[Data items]
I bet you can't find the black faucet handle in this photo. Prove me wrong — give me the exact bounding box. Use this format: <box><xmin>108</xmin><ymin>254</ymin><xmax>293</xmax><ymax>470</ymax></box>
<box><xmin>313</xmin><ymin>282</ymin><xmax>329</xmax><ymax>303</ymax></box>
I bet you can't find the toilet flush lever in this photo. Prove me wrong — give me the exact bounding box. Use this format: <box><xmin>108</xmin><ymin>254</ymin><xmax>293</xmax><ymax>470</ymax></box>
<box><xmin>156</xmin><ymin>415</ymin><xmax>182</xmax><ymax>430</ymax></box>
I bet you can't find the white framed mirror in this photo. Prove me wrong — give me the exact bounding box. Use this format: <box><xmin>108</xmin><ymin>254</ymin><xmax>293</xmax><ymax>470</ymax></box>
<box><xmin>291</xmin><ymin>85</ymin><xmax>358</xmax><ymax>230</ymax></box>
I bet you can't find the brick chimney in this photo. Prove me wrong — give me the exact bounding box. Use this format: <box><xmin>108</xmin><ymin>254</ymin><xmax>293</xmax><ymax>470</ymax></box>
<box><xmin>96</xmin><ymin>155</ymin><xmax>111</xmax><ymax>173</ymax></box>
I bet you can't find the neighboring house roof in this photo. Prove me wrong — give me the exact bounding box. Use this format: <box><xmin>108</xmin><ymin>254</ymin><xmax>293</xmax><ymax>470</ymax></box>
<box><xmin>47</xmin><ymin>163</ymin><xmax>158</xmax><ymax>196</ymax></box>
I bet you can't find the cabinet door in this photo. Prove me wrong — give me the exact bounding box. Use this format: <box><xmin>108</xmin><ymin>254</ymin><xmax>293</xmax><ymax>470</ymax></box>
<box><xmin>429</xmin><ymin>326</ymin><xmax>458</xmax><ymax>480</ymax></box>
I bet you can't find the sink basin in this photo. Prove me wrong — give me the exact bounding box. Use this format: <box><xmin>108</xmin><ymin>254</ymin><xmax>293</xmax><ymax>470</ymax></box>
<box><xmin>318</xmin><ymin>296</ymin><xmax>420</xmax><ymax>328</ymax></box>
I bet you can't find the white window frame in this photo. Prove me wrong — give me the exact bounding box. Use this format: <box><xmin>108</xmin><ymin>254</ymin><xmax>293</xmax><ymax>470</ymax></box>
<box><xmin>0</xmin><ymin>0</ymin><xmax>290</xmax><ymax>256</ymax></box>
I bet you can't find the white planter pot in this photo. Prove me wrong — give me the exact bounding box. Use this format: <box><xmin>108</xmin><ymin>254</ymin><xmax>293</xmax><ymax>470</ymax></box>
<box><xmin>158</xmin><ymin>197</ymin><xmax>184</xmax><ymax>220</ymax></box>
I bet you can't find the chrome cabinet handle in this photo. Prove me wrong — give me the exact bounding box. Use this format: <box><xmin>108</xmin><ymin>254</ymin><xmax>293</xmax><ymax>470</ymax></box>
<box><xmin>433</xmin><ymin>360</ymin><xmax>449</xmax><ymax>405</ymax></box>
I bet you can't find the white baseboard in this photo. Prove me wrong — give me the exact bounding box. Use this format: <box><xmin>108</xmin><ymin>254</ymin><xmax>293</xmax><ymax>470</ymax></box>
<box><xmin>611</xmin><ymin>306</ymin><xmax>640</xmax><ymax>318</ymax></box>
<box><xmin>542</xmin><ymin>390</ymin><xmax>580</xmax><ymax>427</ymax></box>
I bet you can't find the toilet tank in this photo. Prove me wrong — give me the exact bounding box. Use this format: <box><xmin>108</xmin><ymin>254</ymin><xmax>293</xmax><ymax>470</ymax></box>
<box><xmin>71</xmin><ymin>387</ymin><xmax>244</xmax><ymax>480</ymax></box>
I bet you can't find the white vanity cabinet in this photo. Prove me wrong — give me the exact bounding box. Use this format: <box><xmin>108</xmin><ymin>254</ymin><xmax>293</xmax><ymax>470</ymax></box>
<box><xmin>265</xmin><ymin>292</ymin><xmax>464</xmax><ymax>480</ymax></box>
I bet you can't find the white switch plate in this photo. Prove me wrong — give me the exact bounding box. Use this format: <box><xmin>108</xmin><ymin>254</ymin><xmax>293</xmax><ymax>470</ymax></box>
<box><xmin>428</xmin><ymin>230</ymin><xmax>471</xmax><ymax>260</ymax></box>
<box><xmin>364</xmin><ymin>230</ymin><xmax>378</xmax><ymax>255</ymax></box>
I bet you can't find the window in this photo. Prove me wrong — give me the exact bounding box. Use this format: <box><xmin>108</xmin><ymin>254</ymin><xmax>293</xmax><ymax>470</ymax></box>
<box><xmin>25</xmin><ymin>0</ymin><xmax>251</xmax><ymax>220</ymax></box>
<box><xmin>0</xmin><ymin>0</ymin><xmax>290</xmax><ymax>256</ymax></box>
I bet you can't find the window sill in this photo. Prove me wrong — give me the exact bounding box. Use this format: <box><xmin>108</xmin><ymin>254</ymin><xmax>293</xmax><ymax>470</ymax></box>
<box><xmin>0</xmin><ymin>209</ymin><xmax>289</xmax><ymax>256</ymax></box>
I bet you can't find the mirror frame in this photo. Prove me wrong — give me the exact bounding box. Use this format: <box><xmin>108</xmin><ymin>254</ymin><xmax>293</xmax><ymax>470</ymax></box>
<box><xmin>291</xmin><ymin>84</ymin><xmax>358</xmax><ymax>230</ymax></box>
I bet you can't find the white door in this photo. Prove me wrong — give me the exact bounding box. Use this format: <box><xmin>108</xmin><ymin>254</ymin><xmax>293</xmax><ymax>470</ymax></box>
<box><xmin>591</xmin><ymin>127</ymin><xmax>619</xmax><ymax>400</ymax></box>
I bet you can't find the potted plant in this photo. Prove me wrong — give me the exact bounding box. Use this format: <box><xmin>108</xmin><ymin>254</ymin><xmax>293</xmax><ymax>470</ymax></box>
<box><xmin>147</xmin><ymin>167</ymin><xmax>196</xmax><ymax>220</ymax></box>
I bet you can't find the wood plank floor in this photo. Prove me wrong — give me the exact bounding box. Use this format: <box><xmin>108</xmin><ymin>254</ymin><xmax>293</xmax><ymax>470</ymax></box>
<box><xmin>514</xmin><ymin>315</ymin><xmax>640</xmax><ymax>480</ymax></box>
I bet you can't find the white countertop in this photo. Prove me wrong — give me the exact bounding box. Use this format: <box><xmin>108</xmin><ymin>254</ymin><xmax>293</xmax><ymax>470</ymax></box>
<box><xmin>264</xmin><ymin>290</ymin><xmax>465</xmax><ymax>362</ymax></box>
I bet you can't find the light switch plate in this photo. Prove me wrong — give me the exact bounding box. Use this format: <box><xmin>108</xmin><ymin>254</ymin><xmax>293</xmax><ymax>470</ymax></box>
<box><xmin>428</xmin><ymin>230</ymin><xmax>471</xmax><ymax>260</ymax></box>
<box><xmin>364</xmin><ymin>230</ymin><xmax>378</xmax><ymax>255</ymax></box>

» PROBLEM TO SOLVE
Output, unchanged, the part of the listing that opens with the line containing "I bet you can't find the mirror" and runs through the final line of the listing, both ends included.

» RESULT FOR THIS TASK
I bet you can't find the mirror frame in this photo. Prove me wrong — give me the exact bounding box. Use this format: <box><xmin>108</xmin><ymin>254</ymin><xmax>293</xmax><ymax>470</ymax></box>
<box><xmin>291</xmin><ymin>84</ymin><xmax>358</xmax><ymax>230</ymax></box>
I bet you can't find the white door in this photo. Prove me wrong — give me the exact bounding box. Use this format: <box><xmin>108</xmin><ymin>254</ymin><xmax>293</xmax><ymax>470</ymax></box>
<box><xmin>591</xmin><ymin>127</ymin><xmax>619</xmax><ymax>400</ymax></box>
I bet you can't find the potted plant in this photo. Prove me wrong — give me the exact bounding box. Use this format: <box><xmin>108</xmin><ymin>254</ymin><xmax>293</xmax><ymax>470</ymax></box>
<box><xmin>147</xmin><ymin>167</ymin><xmax>196</xmax><ymax>220</ymax></box>
I bet you can't find the wood plank floor in this photo. Prove me wrong — give me the exact bounding box. Use this format: <box><xmin>108</xmin><ymin>254</ymin><xmax>293</xmax><ymax>470</ymax></box>
<box><xmin>514</xmin><ymin>315</ymin><xmax>640</xmax><ymax>480</ymax></box>
I bet you can't find the white countertop in this photo. Prove me wrong — give me the exact bounding box. Use this format: <box><xmin>108</xmin><ymin>254</ymin><xmax>293</xmax><ymax>470</ymax></box>
<box><xmin>264</xmin><ymin>290</ymin><xmax>465</xmax><ymax>362</ymax></box>
I bet you can't find the light switch plate in this photo. Prove me wrong — give me the exact bounding box. Use this format: <box><xmin>108</xmin><ymin>254</ymin><xmax>293</xmax><ymax>470</ymax></box>
<box><xmin>428</xmin><ymin>230</ymin><xmax>471</xmax><ymax>260</ymax></box>
<box><xmin>364</xmin><ymin>230</ymin><xmax>378</xmax><ymax>255</ymax></box>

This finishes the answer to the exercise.